_JOB_:
Return the listing below unchanged, every line of it.
--- STORED ROWS ---
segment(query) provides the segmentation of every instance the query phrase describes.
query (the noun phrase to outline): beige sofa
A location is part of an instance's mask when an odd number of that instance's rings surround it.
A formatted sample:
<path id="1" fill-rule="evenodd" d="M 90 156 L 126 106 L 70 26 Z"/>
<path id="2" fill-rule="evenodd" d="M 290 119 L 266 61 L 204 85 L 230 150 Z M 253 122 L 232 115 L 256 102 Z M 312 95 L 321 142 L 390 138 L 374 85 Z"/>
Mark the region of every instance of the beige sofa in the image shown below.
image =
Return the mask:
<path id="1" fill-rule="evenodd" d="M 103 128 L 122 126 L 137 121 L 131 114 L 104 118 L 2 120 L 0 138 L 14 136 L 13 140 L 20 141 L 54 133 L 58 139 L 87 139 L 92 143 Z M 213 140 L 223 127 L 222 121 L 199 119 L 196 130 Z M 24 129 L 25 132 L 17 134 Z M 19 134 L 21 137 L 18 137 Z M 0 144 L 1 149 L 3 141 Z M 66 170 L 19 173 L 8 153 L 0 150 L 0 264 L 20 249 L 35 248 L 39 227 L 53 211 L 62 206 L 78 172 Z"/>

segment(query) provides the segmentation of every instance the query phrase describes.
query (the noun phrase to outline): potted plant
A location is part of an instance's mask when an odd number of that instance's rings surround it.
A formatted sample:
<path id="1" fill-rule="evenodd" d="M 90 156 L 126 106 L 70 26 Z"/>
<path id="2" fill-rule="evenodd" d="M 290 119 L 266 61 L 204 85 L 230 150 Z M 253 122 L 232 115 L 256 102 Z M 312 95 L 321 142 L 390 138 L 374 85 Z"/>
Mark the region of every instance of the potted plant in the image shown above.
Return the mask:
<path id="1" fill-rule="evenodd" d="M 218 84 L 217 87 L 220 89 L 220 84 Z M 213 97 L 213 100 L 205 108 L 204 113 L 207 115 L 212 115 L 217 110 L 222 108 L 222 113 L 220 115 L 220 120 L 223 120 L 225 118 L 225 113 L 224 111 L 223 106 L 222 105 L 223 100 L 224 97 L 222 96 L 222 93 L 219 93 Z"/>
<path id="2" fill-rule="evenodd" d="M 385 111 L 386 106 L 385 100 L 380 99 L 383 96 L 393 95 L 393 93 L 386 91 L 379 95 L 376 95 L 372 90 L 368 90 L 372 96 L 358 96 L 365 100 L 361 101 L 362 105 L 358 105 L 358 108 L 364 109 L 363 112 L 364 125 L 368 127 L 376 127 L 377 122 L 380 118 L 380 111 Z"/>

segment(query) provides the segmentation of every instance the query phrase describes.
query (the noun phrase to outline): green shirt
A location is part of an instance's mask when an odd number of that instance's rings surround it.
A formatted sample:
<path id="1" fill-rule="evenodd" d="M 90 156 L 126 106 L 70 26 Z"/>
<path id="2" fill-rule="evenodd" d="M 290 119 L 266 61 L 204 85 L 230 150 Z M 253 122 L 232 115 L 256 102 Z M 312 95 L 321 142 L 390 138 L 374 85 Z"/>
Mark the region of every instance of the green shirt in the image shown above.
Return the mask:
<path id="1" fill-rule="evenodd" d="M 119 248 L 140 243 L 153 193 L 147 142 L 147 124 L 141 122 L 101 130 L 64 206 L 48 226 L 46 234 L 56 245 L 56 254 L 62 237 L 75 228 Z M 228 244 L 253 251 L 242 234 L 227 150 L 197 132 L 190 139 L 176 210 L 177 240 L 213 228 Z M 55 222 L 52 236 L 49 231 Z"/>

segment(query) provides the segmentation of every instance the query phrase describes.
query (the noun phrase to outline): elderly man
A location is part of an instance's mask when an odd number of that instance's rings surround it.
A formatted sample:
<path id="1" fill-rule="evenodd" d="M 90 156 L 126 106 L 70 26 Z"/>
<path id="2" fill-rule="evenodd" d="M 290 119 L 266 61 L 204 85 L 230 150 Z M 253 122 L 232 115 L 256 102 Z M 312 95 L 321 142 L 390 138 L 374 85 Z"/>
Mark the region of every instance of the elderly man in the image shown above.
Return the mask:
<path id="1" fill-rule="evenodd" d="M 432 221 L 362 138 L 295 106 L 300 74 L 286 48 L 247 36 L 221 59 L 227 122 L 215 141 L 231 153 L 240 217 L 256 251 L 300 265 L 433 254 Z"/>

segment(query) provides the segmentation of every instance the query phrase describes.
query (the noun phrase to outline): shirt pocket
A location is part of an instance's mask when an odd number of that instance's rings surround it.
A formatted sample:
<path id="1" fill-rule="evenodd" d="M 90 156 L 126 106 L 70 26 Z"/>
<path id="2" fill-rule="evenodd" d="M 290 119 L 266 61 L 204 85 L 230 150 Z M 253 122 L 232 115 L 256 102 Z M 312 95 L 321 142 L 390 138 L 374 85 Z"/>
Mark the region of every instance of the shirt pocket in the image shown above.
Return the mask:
---
_EXERCISE SOLUTION_:
segment(query) provides the segmentation of every instance the query phrase describes.
query (the noun phrase to outline): beige sofa
A location is part of an instance's mask when an odd number of that instance's rings surround it.
A formatted sample:
<path id="1" fill-rule="evenodd" d="M 90 156 L 126 106 L 70 26 Z"/>
<path id="2" fill-rule="evenodd" d="M 290 119 L 266 61 L 204 85 L 230 150 Z M 253 122 L 232 115 L 256 102 Z M 312 95 L 321 142 L 390 138 L 374 85 Z"/>
Mark the region of every instance of the beige sofa in the image shown below.
image =
Return the mask:
<path id="1" fill-rule="evenodd" d="M 103 128 L 122 126 L 137 121 L 131 114 L 104 118 L 2 120 L 0 138 L 14 136 L 13 140 L 20 141 L 54 133 L 58 139 L 87 139 L 92 143 Z M 213 140 L 223 127 L 222 121 L 199 119 L 196 130 Z M 24 129 L 25 132 L 17 134 Z M 19 134 L 21 137 L 18 137 Z M 0 144 L 1 149 L 3 141 Z M 66 170 L 19 173 L 8 153 L 0 150 L 0 264 L 20 249 L 35 248 L 39 227 L 53 211 L 62 206 L 78 172 Z"/>

segment(query) provides the segmentation of every instance the query phrase describes.
query (the noun phrase to outline): potted plant
A location is part of an instance's mask when an odd number of that instance's rings surround it.
A formatted sample:
<path id="1" fill-rule="evenodd" d="M 90 156 L 126 106 L 70 26 Z"/>
<path id="2" fill-rule="evenodd" d="M 290 119 L 266 61 L 204 85 L 230 150 Z M 253 122 L 232 115 L 256 102 Z M 312 95 L 321 142 L 390 138 L 374 85 Z"/>
Mark the region of every instance of the potted plant in the image shown above.
Return the mask:
<path id="1" fill-rule="evenodd" d="M 218 84 L 217 87 L 220 89 L 220 84 Z M 213 97 L 213 100 L 205 108 L 204 113 L 207 115 L 212 115 L 217 110 L 222 108 L 222 113 L 220 115 L 220 120 L 223 120 L 225 118 L 225 113 L 224 111 L 223 106 L 222 105 L 223 100 L 224 97 L 222 96 L 222 93 L 219 93 Z"/>
<path id="2" fill-rule="evenodd" d="M 385 111 L 386 106 L 385 100 L 380 99 L 383 96 L 393 95 L 393 93 L 386 91 L 379 95 L 376 95 L 372 90 L 368 90 L 372 96 L 358 96 L 365 100 L 361 101 L 362 105 L 358 105 L 358 108 L 364 109 L 363 112 L 364 125 L 368 127 L 376 127 L 377 122 L 380 118 L 380 111 Z"/>

segment(query) provides the segmentation of every instance the query phrase describes.
query (the noun phrase to outline): green shirt
A location is part of an instance's mask when an odd number of that instance's rings surround it.
A formatted sample:
<path id="1" fill-rule="evenodd" d="M 90 156 L 126 106 L 70 26 Z"/>
<path id="2" fill-rule="evenodd" d="M 290 119 L 266 61 L 204 85 L 230 150 Z M 253 122 L 232 115 L 256 102 Z M 312 95 L 321 142 L 390 138 L 374 85 Z"/>
Mark the region of every instance of the green shirt in the image shown above.
Return the mask:
<path id="1" fill-rule="evenodd" d="M 119 248 L 140 243 L 153 193 L 147 142 L 147 124 L 141 122 L 101 130 L 64 206 L 48 226 L 46 234 L 56 245 L 56 254 L 62 237 L 75 228 Z M 228 244 L 253 251 L 242 234 L 227 150 L 197 132 L 190 139 L 176 210 L 177 240 L 213 228 Z M 55 222 L 52 236 L 49 231 Z"/>

segment(query) provides the segmentation of every instance the query phrase describes.
query (the noun phrase to outline): elderly man
A location is part of an instance's mask when an odd number of that instance's rings surround it.
A formatted sample:
<path id="1" fill-rule="evenodd" d="M 90 156 L 126 106 L 70 26 Z"/>
<path id="2" fill-rule="evenodd" d="M 290 119 L 266 61 L 204 85 L 230 150 Z M 253 122 L 232 115 L 256 102 Z M 312 95 L 321 142 L 390 138 L 374 85 Z"/>
Mark the region of every instance of the elderly man in the image shown above.
Return the mask:
<path id="1" fill-rule="evenodd" d="M 432 221 L 362 138 L 295 106 L 300 74 L 286 48 L 247 36 L 221 59 L 227 122 L 215 141 L 231 153 L 240 217 L 256 251 L 300 265 L 433 254 Z"/>

segment(query) provides the segmentation of every instance the query phrase describes.
query (the noun phrase to outline): shirt pocket
A location is part of an instance's mask when an odd number of that instance's rings surround it.
A formatted sample:
<path id="1" fill-rule="evenodd" d="M 90 156 L 126 106 L 70 26 Z"/>
<path id="2" fill-rule="evenodd" d="M 290 119 L 266 61 L 204 85 L 230 150 Z M 253 122 L 232 115 L 256 102 Z M 312 95 L 321 142 L 390 138 L 374 85 Z"/>
Mark the region of every instance of the shirt pocket in the image shown above.
Return the mask:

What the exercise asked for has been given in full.